:: WHAT THE EXERCISE ASKS ::
Each record below is to be copied word for word, with pictures removed.

Excerpts of pointing data:
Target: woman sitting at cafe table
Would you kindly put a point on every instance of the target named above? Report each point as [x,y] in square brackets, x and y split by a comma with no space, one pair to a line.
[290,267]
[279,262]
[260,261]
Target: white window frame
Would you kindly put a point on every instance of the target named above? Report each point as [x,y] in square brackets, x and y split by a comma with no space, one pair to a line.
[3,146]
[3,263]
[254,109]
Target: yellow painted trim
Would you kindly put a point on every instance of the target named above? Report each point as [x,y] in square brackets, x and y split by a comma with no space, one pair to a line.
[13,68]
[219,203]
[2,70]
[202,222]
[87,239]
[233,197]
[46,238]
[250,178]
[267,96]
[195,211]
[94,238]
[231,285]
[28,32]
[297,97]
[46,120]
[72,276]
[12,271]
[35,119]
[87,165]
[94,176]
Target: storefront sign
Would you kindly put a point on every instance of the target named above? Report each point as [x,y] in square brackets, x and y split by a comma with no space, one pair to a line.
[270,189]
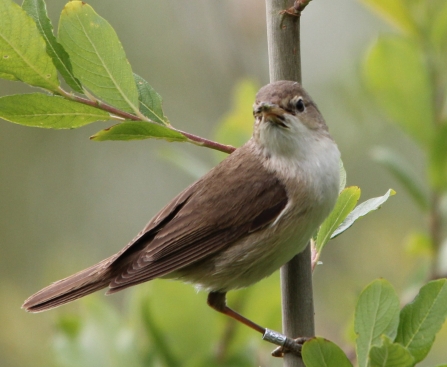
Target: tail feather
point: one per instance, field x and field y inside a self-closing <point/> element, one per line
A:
<point x="75" y="286"/>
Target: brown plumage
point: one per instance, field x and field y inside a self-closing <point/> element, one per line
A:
<point x="177" y="236"/>
<point x="237" y="224"/>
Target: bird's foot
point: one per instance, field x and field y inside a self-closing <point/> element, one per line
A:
<point x="286" y="344"/>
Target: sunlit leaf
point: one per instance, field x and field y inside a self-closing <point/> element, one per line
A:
<point x="137" y="130"/>
<point x="97" y="56"/>
<point x="37" y="10"/>
<point x="319" y="352"/>
<point x="361" y="210"/>
<point x="342" y="176"/>
<point x="397" y="76"/>
<point x="421" y="319"/>
<point x="22" y="49"/>
<point x="438" y="159"/>
<point x="438" y="28"/>
<point x="402" y="173"/>
<point x="396" y="12"/>
<point x="150" y="101"/>
<point x="8" y="77"/>
<point x="390" y="354"/>
<point x="376" y="314"/>
<point x="98" y="337"/>
<point x="49" y="112"/>
<point x="345" y="203"/>
<point x="419" y="244"/>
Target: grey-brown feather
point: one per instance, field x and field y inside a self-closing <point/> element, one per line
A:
<point x="178" y="236"/>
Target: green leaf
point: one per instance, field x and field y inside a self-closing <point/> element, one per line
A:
<point x="438" y="28"/>
<point x="438" y="158"/>
<point x="132" y="130"/>
<point x="51" y="112"/>
<point x="342" y="176"/>
<point x="376" y="314"/>
<point x="22" y="49"/>
<point x="361" y="210"/>
<point x="37" y="10"/>
<point x="101" y="338"/>
<point x="8" y="77"/>
<point x="398" y="77"/>
<point x="390" y="354"/>
<point x="402" y="173"/>
<point x="396" y="12"/>
<point x="97" y="56"/>
<point x="236" y="127"/>
<point x="421" y="319"/>
<point x="150" y="101"/>
<point x="319" y="352"/>
<point x="345" y="203"/>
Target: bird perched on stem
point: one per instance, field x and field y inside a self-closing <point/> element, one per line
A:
<point x="240" y="222"/>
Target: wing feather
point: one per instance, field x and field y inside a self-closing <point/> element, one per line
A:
<point x="237" y="197"/>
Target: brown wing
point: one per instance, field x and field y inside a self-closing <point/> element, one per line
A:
<point x="234" y="199"/>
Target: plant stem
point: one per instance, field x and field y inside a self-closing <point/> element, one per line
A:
<point x="194" y="139"/>
<point x="283" y="35"/>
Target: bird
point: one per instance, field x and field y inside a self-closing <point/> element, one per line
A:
<point x="237" y="224"/>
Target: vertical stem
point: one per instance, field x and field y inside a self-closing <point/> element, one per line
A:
<point x="283" y="34"/>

:: COMPLETE OUTPUT ::
Target: woman sitting at cafe table
Would you kindly put a point on every instance of the target named above? Report each point as [x,y] in square brackets, x and y split by a comma with no space, one pair to a line.
[290,267]
[279,262]
[260,261]
Target: white window frame
Would you kindly put a point on every instance of the target named above? Report each point as [x,y] in square brackets, x and y split by a comma with no space, one pair to a line.
[3,146]
[3,263]
[254,109]
Target: yellow painted trim
Would you kindly put a point on every instance of the target named above? Report each point as [x,y] in square brackets, x and y split by a comma with no space, one pair to a line.
[13,68]
[219,203]
[2,70]
[202,222]
[87,239]
[233,197]
[46,238]
[250,178]
[267,96]
[195,211]
[94,238]
[231,285]
[28,32]
[297,97]
[46,120]
[72,276]
[12,271]
[35,119]
[87,165]
[94,176]
Target: storefront sign
Would you kindly put a point on every instance of the target named above? Report each point as [x,y] in square brackets, x and y split by a comma with no space, one pair to a line.
[270,189]
Target: tail feather
point: one per instance, field x and field y inside a self-closing <point/> element, one per line
A:
<point x="75" y="286"/>
Target: brown plumage
point: one per instance, field x and field y inside a self-closing <point/> element, one per line
A:
<point x="177" y="236"/>
<point x="237" y="224"/>
Target: bird's foot
point: one per instance, field x and field y inside a self-closing <point/> element, one per line
A:
<point x="286" y="344"/>
Target: sunlit leaf
point: one per instance, field x and field y inside a self-closing <point/> element, one per line
A:
<point x="137" y="130"/>
<point x="97" y="56"/>
<point x="37" y="10"/>
<point x="319" y="352"/>
<point x="361" y="210"/>
<point x="342" y="176"/>
<point x="397" y="76"/>
<point x="421" y="319"/>
<point x="22" y="49"/>
<point x="438" y="159"/>
<point x="438" y="28"/>
<point x="402" y="173"/>
<point x="396" y="12"/>
<point x="150" y="101"/>
<point x="8" y="77"/>
<point x="390" y="354"/>
<point x="376" y="314"/>
<point x="98" y="337"/>
<point x="49" y="112"/>
<point x="345" y="203"/>
<point x="419" y="244"/>
Target: grey-brown feather
point: one per instance, field x and field y inside a self-closing <point/> element, one per line
A:
<point x="178" y="236"/>
Target: green leaf
point: one per instance, field x and field y inside a self-closing <point/> element, one per line
A:
<point x="438" y="28"/>
<point x="438" y="158"/>
<point x="132" y="130"/>
<point x="51" y="112"/>
<point x="342" y="176"/>
<point x="376" y="314"/>
<point x="22" y="49"/>
<point x="361" y="210"/>
<point x="37" y="10"/>
<point x="101" y="338"/>
<point x="8" y="77"/>
<point x="398" y="77"/>
<point x="390" y="354"/>
<point x="402" y="173"/>
<point x="396" y="12"/>
<point x="97" y="56"/>
<point x="236" y="127"/>
<point x="421" y="319"/>
<point x="150" y="101"/>
<point x="319" y="352"/>
<point x="345" y="203"/>
Target: bird perched on stem
point: one per instance, field x and field y inside a self-closing <point/> element, one per line
A:
<point x="240" y="222"/>
Target: wing feather
point: one per instance, field x and field y inside a self-closing <point/> element, one per line
A:
<point x="237" y="197"/>
Target: brown wing
point: one per instance, field x and field y inside a self-closing <point/> element, one per line
A:
<point x="234" y="199"/>
Target: plant stem
point: one per instance, field x and field y inside a self-closing <point/> element, one per line
A:
<point x="194" y="139"/>
<point x="283" y="35"/>
Target: bird
point: one per instance, field x and field y inside a self-closing <point/> element, one per line
A:
<point x="237" y="224"/>
Target: vertical stem
point: one per instance, field x and field y inside a self-closing <point/> element, one per line
A:
<point x="283" y="34"/>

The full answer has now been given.